*** Extract ***

OpenVZ Forum


Home » Mailing lists » Devel » [PATCH 0/2] refaults
[PATCH 0/2] refaults [message #19454] Thu, 26 July 2007 17:25 Go to next message
Peter Zijlstra is currently offline  Peter Zijlstra
Messages: 61
Registered: September 2006
Member
Hi,

This is a brush up of the refault patches, as presented by Rik at last
year's OLS:

  http://people.redhat.com/riel/riel-OLS2006.pdf

When talking to people at OLS this year there was a renewed interrest in
the concept.


_______________________________________________
Containers mailing list
Containers@lists.linux-foundation.org
https://lists.linux-foundation.org/mailman/listinfo/containers
[PATCH 1/2] mm: nonresident page tracking [message #19455 is a reply to message #19454] Thu, 26 July 2007 17:25 Go to previous messageGo to next message
Peter Zijlstra is currently offline  Peter Zijlstra
Messages: 61
Registered: September 2006
Member
From: Rik van Riel <riel@redhat.com>

Track non-resident pages through a simple hashing scheme.  This way
the space overhead is limited to 1 u32 per page, or 0.1% space overhead
and lookups are one cache miss.

Aside from seeing whether or not a page was recently evicted, we can
also take a reasonable guess at how many other pages were evicted since
this page was evicted.

TODO: make the entries unsigned long, currently we're limited to 
1^32*NUM_NR*PAGE_SIZE bytes of memory. Event though this would end up
being 1008 TB of memory, I suspect the hash function to go crap at around
4 to 16 TB.

Signed-off-by: Rik van Riel <riel@redhat.com>
Signed-off-by: Peter Zijlstra <a.p.zijlstra@chello.nl>
---
 Documentation/kernel-parameters.txt |    4 
 include/linux/nonresident.h         |   35 +++++++
 init/main.c                         |    2 
 mm/Kconfig                          |    4 
 mm/Makefile                         |    1 
 mm/nonresident.c                    |  173 ++++++++++++++++++++++++++++++++++++
 mm/swap.c                           |    3 
 mm/vmscan.c                         |    3 
 8 files changed, 225 insertions(+)

Index: linux-2.6/mm/nonresident.c
===================================================================
--- /dev/null
+++ linux-2.6/mm/nonresident.c
@@ -0,0 +1,173 @@
+/*
+ * mm/nonresident.c
+ * (C) 2004,2005 Red Hat, Inc
+ * Written by Rik van Riel <riel@redhat.com>
+ * Released under the GPL, see the file COPYING for details.

***

Problem set
a – Answer these questions about the refaults thread:
(i) At what event did Rik present the refault patches?
(ii) According to the nonresident page tracking patch, what is the space overhead per page?
(iii) How many files does that patch change?
b – From the refaults thread, extract the part that opens with the words containing "Track non-resident pages" and closes with "4 to 16 TB.". Copy it word for word.

*** Data section ***

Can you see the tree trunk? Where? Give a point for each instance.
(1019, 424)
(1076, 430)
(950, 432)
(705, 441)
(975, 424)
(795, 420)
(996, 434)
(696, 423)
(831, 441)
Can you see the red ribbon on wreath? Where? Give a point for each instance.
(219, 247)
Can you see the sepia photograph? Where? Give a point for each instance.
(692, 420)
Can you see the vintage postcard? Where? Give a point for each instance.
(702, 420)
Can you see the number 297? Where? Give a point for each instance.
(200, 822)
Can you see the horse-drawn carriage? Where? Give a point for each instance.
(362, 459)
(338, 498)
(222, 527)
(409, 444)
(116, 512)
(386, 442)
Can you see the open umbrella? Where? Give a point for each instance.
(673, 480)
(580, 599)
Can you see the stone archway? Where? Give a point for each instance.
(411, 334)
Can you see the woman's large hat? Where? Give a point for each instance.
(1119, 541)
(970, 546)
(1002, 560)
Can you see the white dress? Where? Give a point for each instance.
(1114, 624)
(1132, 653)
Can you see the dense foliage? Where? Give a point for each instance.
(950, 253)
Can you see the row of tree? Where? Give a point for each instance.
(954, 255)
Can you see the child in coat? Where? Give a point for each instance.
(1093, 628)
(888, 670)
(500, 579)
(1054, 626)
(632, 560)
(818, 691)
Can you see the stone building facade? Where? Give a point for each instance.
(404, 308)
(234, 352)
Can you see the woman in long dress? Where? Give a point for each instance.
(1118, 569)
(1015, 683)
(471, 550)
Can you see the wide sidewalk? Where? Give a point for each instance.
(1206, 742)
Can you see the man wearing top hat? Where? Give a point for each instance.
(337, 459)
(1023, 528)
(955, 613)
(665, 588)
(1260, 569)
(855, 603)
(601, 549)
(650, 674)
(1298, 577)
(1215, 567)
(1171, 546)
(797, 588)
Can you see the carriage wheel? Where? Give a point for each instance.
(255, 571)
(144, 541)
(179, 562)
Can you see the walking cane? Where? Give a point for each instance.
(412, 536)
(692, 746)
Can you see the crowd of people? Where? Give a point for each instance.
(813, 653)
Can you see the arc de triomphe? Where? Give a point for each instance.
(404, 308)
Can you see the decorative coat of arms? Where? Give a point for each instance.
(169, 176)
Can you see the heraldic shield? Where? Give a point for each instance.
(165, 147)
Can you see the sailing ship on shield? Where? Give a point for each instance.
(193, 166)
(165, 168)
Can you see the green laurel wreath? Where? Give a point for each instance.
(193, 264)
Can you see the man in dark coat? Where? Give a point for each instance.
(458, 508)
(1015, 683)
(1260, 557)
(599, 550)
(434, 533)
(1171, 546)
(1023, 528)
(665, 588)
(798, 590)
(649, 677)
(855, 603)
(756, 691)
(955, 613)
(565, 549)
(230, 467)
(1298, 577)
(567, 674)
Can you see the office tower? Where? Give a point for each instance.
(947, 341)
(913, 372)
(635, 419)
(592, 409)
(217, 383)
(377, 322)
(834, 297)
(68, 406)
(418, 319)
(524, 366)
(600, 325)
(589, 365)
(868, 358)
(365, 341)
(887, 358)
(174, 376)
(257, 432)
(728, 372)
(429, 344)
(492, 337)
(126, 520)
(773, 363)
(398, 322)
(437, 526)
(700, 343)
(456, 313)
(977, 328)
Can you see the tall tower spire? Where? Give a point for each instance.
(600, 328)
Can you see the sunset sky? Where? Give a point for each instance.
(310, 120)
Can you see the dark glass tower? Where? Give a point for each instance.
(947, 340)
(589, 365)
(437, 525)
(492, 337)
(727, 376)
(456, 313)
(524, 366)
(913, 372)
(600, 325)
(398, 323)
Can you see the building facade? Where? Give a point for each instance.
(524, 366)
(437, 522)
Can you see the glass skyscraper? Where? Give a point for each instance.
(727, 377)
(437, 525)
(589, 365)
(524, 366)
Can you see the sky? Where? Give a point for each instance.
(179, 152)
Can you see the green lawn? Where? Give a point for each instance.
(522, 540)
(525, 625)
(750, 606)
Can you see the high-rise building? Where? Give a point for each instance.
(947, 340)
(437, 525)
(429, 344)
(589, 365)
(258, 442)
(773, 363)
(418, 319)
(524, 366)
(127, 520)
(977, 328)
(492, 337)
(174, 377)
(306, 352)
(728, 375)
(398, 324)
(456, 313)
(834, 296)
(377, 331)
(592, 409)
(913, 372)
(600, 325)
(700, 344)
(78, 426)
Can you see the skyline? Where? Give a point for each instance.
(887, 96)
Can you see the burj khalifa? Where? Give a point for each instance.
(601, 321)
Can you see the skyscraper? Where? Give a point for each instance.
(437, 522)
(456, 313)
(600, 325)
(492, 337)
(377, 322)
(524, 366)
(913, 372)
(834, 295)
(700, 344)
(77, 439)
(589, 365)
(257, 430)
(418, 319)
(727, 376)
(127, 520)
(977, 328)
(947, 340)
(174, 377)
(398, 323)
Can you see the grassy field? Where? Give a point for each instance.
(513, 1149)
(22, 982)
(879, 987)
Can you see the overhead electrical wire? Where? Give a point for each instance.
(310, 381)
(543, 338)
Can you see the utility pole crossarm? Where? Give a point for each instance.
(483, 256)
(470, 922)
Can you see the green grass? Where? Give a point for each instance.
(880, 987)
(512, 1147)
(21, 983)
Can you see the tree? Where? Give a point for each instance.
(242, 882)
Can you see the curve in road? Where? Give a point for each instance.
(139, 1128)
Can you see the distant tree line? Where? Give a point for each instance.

***

Results for each task
a –
(i) At last year's OLS.
(ii) 1 u32 per page, or 0.1% space overhead.
(iii) 8 files.

b –
Track non-resident pages through a simple hashing scheme.  This way
the space overhead is limited to 1 u32 per page, or 0.1% space overhead
and lookups are one cache miss.

Aside from seeing whether or not a page was recently evicted, we can
also take a reasonable guess at how many other pages were evicted since
this page was evicted.

TODO: make the entries unsigned long, currently we're limited to 
1^32*NUM_NR*PAGE_SIZE bytes of memory. Event though this would end up
being 1008 TB of memory, I suspect the hash function to go crap at around
4 to 16 TB.